Stated task 1 =
Answer these questions from the book review, one answer per line and marked the same way:
(a) How long is each chapter of the book?
(b) How much of the book is poetry?
(c) According to the author, what is the text best treated like?
Stated task 2 =
Return the portion of the book review starting with "The writings are" and going on through "flow of ideas.", copied word for word.

Document passage =
-*-*-

The style of writing and expression is lively, fun, intelligent,
joyous, radical, strong, vulnerable, outrageous, ordinary. It's about
nonduality, sex, politics, movies, meditation, sex, pop music,
science, art, enlightenment, sex, and pre-enlightenment experience,
and more. Mostly it's
a compilation of intelligent and sparkling writings on nonduality.
The writings are unstructured. Each chapter is brief, one to four
pages. The author could have included the writings on sex, pre-enlightenment,
and nondual perspectives, for example, in separate chapters or
sections, but instead he scattered them throughout the book. The
author explains: "This text is best treated like a treasure-chest
filled with diamonds, as opposed
to, say, a treasure map." It's an effective way to present the
material since it corresponds to what is: "this is." Neither reality
nor the book is a bunch of "this is-es" linked together in order to
teach something or to capture someone in an entrancing flow of ideas.
Almost half the book is poetry, which ordinarily would make me cringe,
as the inclusion of poems by spiritual teachers or confessors is
usually self-indulgent. But Guy Smith's poetry is varied in style,
easy to read, and not obtrusive. On the other hand, the poetry isn't
literary either. Often it
is nothing more than prose layed out to look like poetry. And more
often
than not it is pedestrian nonduality:
Imagine water -
Pure water without limit,
With nothing in it
Or outside it.

-*-*-

Information supplied =
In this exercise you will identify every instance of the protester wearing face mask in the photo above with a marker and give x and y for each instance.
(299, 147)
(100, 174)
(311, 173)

-*-*-

Correct output 1 =
(a) One to four pages.
(b) Almost half.
(c) A treasure-chest filled with diamonds, as opposed to a treasure map.

Correct output 2 =
The writings are unstructured. Each chapter is brief, one to four
pages. The author could have included the writings on sex, pre-enlightenment,
and nondual perspectives, for example, in separate chapters or
sections, but instead he scattered them throughout the book. The
author explains: "This text is best treated like a treasure-chest
filled with diamonds, as opposed
to, say, a treasure map." It's an effective way to present the
material since it corresponds to what is: "this is." Neither reality
nor the book is a bunch of "this is-es" linked together in order to
teach something or to capture someone in an entrancing flow of ideas.